→ **Directive**
Pull out every line in the items below that contains the word "stool", and copy each one.

[Start]

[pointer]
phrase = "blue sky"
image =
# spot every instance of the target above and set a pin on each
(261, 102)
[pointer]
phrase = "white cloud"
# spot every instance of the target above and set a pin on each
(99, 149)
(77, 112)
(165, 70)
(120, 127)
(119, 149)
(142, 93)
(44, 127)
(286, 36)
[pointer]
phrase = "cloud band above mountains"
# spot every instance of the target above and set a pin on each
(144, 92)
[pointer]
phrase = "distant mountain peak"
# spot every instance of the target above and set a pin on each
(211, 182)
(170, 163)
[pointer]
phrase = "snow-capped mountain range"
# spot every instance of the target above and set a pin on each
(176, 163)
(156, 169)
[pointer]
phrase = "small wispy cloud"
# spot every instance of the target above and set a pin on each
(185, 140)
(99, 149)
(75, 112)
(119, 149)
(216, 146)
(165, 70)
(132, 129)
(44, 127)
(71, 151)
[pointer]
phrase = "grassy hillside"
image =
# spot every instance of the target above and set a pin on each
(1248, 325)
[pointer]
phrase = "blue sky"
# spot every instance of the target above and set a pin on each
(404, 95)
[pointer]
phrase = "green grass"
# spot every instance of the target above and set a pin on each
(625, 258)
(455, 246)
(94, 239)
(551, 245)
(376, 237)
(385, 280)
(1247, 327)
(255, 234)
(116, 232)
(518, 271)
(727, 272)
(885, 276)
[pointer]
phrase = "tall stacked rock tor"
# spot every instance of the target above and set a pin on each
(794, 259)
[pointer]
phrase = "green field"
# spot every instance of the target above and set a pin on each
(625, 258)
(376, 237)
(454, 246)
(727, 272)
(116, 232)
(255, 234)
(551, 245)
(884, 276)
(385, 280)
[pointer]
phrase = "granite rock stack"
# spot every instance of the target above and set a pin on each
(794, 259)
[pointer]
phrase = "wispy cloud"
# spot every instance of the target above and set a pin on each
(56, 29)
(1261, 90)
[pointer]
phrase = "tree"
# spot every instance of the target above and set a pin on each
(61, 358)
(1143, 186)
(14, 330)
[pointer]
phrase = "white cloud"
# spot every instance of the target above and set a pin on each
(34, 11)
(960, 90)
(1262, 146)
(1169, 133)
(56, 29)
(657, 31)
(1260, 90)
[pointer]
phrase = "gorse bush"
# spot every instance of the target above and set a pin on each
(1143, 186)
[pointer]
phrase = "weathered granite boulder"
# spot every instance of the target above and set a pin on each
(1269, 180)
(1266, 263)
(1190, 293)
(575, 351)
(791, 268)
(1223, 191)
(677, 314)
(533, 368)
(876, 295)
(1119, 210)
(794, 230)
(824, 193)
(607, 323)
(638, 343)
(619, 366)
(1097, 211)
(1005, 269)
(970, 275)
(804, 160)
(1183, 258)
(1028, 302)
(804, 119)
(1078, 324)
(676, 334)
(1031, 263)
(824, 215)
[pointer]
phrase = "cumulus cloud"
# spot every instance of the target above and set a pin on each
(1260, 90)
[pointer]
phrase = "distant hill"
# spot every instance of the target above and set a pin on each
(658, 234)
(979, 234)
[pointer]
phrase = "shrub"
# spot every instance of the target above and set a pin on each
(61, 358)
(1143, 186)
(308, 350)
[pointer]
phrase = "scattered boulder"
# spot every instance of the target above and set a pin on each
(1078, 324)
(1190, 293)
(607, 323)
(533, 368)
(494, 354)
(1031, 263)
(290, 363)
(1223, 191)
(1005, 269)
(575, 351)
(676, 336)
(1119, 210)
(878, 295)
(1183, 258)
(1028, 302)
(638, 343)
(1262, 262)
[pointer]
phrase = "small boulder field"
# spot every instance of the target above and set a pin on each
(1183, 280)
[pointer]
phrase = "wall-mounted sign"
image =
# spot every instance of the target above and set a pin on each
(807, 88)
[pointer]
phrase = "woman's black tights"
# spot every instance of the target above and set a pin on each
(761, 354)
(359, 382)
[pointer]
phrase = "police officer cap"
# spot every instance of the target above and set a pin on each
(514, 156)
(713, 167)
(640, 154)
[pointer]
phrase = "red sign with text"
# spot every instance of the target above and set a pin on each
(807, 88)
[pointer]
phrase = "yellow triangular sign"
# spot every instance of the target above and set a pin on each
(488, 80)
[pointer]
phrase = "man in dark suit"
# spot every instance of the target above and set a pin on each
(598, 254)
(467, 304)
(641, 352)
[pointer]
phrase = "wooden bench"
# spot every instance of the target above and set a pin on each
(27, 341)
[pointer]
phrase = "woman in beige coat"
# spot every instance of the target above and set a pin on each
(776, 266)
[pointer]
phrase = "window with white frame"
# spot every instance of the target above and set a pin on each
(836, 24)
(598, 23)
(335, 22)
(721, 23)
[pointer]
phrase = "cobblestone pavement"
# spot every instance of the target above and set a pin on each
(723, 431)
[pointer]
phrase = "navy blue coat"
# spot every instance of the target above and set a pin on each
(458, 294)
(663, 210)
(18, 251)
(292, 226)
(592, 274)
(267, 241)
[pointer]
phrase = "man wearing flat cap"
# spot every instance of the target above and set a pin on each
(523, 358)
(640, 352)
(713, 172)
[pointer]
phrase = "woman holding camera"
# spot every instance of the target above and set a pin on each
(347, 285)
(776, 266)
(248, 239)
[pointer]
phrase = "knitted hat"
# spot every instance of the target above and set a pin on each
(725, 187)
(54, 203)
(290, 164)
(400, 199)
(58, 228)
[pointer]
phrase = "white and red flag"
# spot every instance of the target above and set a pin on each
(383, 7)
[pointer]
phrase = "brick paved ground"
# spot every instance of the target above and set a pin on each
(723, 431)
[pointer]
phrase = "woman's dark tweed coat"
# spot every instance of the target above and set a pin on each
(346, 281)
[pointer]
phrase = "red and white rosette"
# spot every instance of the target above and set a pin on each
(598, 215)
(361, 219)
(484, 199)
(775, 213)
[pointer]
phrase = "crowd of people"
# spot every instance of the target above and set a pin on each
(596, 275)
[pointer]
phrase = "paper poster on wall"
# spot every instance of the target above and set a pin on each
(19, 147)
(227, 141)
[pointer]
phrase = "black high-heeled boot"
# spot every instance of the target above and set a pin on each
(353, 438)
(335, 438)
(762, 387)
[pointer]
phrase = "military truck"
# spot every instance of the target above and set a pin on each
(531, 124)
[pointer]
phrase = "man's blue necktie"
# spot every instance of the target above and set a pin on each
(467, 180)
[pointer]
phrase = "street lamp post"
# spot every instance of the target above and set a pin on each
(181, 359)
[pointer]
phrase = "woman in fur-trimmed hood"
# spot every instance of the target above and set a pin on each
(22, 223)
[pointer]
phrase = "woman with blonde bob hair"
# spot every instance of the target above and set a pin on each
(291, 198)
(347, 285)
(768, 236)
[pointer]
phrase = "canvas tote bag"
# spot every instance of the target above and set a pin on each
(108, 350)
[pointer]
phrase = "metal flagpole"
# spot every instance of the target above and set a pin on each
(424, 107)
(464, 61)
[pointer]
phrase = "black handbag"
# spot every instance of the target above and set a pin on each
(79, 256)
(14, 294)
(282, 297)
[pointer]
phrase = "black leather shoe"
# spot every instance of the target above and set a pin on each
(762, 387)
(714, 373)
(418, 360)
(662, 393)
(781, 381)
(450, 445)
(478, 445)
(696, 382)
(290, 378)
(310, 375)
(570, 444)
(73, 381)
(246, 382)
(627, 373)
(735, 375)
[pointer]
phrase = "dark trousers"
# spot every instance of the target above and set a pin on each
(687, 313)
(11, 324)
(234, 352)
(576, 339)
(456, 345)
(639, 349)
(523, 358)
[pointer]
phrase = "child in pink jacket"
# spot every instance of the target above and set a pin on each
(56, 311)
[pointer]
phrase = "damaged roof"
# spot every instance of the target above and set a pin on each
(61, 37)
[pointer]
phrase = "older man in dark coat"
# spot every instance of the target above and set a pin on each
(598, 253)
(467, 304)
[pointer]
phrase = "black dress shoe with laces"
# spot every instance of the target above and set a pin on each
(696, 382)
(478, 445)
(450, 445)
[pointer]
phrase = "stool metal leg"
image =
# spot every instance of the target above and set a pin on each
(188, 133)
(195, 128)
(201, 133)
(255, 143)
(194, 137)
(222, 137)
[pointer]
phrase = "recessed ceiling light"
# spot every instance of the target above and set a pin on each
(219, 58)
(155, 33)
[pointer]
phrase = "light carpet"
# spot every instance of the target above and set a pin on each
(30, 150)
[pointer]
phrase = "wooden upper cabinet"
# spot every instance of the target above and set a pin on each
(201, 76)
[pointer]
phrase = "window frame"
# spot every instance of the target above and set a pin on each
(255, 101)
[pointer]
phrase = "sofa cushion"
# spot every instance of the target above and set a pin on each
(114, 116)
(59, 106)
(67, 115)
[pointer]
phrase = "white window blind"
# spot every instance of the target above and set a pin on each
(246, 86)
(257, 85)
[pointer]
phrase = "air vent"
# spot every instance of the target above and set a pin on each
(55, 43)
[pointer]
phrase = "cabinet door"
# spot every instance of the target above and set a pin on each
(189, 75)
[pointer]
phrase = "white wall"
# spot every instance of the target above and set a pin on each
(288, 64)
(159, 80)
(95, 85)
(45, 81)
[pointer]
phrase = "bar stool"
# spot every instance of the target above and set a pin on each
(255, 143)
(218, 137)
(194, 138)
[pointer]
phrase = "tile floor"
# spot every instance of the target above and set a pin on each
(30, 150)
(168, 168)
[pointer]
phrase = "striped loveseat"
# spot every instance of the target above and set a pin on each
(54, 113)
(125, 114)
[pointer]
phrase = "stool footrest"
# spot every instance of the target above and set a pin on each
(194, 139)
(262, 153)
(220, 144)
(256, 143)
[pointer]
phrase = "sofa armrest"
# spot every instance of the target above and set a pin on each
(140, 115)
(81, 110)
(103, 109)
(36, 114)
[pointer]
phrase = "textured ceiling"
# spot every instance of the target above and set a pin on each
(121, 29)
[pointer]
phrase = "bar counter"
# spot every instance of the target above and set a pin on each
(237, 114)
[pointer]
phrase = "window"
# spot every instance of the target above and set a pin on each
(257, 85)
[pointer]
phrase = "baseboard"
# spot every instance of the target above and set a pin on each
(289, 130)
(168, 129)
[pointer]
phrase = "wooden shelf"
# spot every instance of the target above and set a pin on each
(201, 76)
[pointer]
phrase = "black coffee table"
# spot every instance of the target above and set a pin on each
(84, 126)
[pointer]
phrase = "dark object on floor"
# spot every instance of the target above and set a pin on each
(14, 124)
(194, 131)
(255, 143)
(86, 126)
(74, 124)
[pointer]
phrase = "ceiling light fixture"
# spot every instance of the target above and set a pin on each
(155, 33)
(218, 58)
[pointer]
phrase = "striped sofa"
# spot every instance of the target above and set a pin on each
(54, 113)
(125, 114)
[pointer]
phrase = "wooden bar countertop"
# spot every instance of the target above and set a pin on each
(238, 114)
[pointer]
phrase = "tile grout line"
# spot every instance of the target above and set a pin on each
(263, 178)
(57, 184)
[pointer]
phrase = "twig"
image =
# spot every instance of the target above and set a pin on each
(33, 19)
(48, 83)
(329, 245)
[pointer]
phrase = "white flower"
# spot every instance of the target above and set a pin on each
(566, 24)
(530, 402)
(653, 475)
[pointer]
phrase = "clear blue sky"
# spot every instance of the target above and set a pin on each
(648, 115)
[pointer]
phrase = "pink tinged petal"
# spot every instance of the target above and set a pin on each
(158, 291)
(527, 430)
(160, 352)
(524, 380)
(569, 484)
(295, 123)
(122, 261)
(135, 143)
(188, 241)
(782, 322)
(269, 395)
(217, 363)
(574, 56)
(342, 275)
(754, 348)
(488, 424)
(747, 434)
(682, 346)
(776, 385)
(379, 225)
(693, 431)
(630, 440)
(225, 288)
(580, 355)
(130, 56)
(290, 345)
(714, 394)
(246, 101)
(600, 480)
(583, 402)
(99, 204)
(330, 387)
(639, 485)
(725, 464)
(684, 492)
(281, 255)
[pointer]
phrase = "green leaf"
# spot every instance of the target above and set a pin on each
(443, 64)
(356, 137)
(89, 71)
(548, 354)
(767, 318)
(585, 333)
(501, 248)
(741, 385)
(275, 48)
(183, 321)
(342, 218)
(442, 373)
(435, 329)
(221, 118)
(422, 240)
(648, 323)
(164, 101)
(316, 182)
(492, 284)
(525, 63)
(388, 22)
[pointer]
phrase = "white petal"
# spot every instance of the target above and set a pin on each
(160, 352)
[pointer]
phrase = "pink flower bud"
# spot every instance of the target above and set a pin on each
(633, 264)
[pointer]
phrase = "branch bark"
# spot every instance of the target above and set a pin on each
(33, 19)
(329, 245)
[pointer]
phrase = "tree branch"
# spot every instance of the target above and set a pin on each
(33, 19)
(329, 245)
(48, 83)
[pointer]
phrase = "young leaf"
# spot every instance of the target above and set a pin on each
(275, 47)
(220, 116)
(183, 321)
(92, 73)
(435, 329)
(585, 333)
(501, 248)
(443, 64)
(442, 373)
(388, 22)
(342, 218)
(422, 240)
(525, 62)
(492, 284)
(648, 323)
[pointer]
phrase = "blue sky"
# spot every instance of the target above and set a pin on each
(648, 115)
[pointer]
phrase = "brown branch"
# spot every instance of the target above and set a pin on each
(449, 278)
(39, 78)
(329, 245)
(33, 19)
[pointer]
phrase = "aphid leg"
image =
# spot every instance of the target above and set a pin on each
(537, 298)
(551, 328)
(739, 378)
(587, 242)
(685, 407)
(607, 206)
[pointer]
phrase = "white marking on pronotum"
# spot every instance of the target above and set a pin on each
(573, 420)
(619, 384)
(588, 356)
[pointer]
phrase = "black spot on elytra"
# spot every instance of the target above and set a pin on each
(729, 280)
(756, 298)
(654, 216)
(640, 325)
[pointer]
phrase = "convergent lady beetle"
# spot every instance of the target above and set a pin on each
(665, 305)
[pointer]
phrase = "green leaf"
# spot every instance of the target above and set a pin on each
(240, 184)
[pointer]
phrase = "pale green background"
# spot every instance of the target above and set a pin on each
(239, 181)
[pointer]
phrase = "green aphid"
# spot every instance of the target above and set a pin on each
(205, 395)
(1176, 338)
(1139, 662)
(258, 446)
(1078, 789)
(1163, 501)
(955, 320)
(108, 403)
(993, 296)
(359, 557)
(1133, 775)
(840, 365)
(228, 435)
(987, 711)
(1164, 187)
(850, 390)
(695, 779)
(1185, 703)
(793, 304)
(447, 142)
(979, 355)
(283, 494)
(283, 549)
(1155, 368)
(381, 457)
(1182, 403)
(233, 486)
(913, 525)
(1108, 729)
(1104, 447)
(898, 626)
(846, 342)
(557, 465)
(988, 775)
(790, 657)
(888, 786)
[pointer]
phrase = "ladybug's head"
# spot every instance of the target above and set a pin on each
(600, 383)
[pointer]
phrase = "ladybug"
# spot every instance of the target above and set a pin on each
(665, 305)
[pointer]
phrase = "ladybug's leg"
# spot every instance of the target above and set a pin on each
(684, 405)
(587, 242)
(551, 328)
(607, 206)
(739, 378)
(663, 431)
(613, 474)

[End]

→ **Reply to the exercise**
phrase = "stool metal leg"
phrase = "bar stool"
phrase = "stool footrest"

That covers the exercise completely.